··· The input

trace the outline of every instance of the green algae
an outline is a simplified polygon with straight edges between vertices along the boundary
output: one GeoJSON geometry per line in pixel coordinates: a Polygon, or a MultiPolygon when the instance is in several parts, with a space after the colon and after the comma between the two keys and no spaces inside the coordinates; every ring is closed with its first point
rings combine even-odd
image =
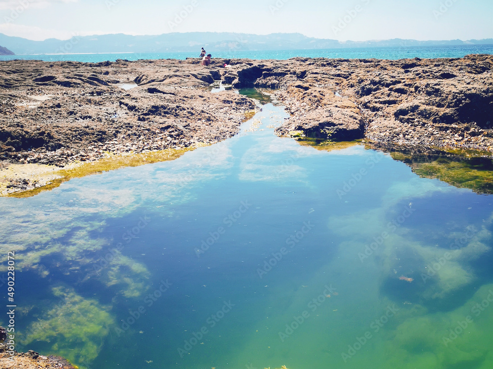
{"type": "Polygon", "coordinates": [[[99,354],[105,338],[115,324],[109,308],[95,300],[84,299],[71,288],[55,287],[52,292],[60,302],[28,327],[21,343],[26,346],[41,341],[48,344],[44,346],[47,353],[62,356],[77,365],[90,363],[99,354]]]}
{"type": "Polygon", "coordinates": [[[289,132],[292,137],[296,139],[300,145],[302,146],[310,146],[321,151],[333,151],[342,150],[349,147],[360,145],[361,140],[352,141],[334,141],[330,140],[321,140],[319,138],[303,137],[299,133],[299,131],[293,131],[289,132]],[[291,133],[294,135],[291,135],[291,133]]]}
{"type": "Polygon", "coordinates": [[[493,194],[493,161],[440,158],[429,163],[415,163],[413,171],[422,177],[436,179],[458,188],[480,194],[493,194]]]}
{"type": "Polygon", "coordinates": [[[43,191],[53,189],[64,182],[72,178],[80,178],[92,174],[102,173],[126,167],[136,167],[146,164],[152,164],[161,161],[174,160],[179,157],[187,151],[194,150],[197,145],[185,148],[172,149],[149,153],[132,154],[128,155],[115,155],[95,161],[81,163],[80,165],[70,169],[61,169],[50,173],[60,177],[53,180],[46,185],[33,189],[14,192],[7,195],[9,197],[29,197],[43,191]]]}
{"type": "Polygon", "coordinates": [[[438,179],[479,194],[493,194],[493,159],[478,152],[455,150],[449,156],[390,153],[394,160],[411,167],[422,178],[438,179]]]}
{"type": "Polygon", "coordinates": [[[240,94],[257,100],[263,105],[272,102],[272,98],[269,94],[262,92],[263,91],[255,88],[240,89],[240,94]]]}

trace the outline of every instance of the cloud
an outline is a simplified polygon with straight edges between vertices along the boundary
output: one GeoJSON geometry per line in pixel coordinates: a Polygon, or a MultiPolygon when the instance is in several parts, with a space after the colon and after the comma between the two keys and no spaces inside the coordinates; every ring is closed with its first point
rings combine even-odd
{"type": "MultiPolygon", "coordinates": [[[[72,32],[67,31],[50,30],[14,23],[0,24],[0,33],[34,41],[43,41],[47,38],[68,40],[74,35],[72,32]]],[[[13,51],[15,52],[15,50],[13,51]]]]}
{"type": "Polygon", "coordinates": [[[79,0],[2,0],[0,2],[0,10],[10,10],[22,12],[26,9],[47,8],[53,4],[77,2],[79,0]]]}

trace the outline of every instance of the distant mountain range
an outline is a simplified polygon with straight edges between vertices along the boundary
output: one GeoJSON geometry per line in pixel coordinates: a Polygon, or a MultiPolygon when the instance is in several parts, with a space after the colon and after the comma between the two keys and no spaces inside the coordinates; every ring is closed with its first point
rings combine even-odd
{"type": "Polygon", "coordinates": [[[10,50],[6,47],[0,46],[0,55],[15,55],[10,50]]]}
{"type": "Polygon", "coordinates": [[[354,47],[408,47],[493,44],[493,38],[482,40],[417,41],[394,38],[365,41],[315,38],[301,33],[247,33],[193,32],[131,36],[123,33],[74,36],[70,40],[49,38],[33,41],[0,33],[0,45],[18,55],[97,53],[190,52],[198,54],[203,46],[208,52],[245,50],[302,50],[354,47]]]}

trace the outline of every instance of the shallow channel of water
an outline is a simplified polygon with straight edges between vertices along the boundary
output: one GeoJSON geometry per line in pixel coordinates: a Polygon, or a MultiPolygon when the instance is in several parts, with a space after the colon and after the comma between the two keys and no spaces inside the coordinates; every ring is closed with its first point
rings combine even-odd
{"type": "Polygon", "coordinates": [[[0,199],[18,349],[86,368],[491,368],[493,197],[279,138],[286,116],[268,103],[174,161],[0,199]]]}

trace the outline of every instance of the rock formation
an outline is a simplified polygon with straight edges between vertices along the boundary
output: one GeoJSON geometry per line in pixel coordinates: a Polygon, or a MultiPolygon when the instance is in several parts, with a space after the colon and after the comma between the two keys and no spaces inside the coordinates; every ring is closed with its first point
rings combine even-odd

······

▶ **Task brief**
Please output all of the data above again word for word, leaving out the pictures.

▶ **Finished task**
trace the outline of every instance of the green algae
an outline is a simplified polygon with straight edges between vertices along the boundary
output: one GeoJSON geometry per line in pixel coordinates: a Polygon, or a MultiPolygon when the instance is in several parts, with a space after the colon and after the comma between the two keys and no spaces inside the coordinates; every ring is closed with its first point
rings combine even-odd
image =
{"type": "Polygon", "coordinates": [[[99,354],[105,338],[115,324],[109,308],[95,300],[84,299],[71,288],[55,287],[52,292],[60,302],[28,327],[21,343],[26,346],[41,341],[48,344],[44,346],[47,353],[62,356],[77,365],[90,363],[99,354]]]}
{"type": "Polygon", "coordinates": [[[289,132],[292,137],[296,139],[300,145],[302,146],[310,146],[321,151],[333,151],[342,150],[349,147],[360,145],[361,140],[352,141],[334,141],[330,140],[321,140],[319,138],[303,137],[299,133],[299,131],[293,131],[289,132]],[[291,133],[294,135],[291,135],[291,133]]]}
{"type": "Polygon", "coordinates": [[[493,194],[493,161],[440,158],[429,163],[415,163],[413,171],[422,177],[436,179],[458,188],[480,194],[493,194]]]}
{"type": "Polygon", "coordinates": [[[43,191],[53,189],[64,182],[72,178],[80,178],[92,174],[102,173],[126,167],[136,167],[146,164],[152,164],[161,161],[174,160],[179,157],[187,151],[194,150],[197,145],[185,148],[172,149],[149,153],[132,154],[128,155],[115,155],[95,161],[81,163],[80,165],[70,169],[61,169],[50,173],[60,177],[53,180],[46,185],[33,189],[14,192],[7,195],[9,197],[29,197],[43,191]]]}
{"type": "Polygon", "coordinates": [[[438,179],[479,194],[493,194],[493,159],[478,152],[455,150],[449,156],[390,153],[394,160],[411,167],[422,178],[438,179]]]}
{"type": "Polygon", "coordinates": [[[240,94],[257,100],[263,105],[272,102],[272,98],[269,94],[262,92],[263,91],[255,88],[240,89],[240,94]]]}

trace the outline of every instance of the cloud
an outline is a simplified polygon with straight edges between vertices along the boundary
output: one GeoJSON geometry per line in pixel coordinates: a Polygon, or a MultiPolygon when the instance is in several parts, with a space after the colon and after the comma between the two keys and no spaces inside the coordinates; every ring is closed with its first point
rings combine even-odd
{"type": "MultiPolygon", "coordinates": [[[[72,32],[67,31],[50,30],[14,23],[0,24],[0,33],[34,41],[43,41],[47,38],[68,40],[74,35],[72,32]]],[[[13,51],[15,52],[15,50],[13,51]]]]}
{"type": "Polygon", "coordinates": [[[79,0],[2,0],[0,2],[0,10],[10,10],[22,12],[26,9],[47,8],[53,4],[77,2],[79,0]]]}

trace the outline of every instance of the distant mountain range
an outline is a simplified polygon with straight edges between vertices along the boundary
output: one GeoJSON geometry per line in pixel coordinates: a Polygon, or a MultiPolygon when the instance is in several parts, with a space after the colon and after the comma between the two keys and no spaces inside the coordinates; every ring is closed with its first point
rings combine even-odd
{"type": "Polygon", "coordinates": [[[10,50],[6,47],[0,46],[0,55],[15,55],[10,50]]]}
{"type": "Polygon", "coordinates": [[[354,47],[408,47],[493,44],[493,38],[482,40],[417,41],[394,38],[365,41],[315,38],[301,33],[247,33],[193,32],[131,36],[123,33],[74,36],[70,40],[49,38],[33,41],[0,33],[0,45],[18,55],[97,53],[190,52],[198,54],[203,46],[208,52],[245,50],[302,50],[354,47]]]}

trace the outline of every instance of the shallow channel of water
an outline is a simplified polygon with straight edges between vertices along the boundary
output: one GeoJSON geometry per line in pixel coordinates: a Polygon, or a MultiPolygon when the instance is in several parts, with a space after the colon and after the comma between the two keys and no spaces inside the coordinates; every ring is closed with its first point
rings combine even-odd
{"type": "Polygon", "coordinates": [[[0,199],[18,349],[86,368],[491,368],[493,197],[279,138],[286,116],[268,103],[174,161],[0,199]]]}

trace the outline of every instance of the rock formation
an outline is a simplified polygon with straight edges between vertices along the boundary
output: one GeoJSON geometry per line in pixel coordinates: a Polygon, or a MultiPolygon when the instance is in several parts, with a space after the colon and after the comma between the two keys and no spaces inside the coordinates; every ring is closed with its first point
rings combine even-odd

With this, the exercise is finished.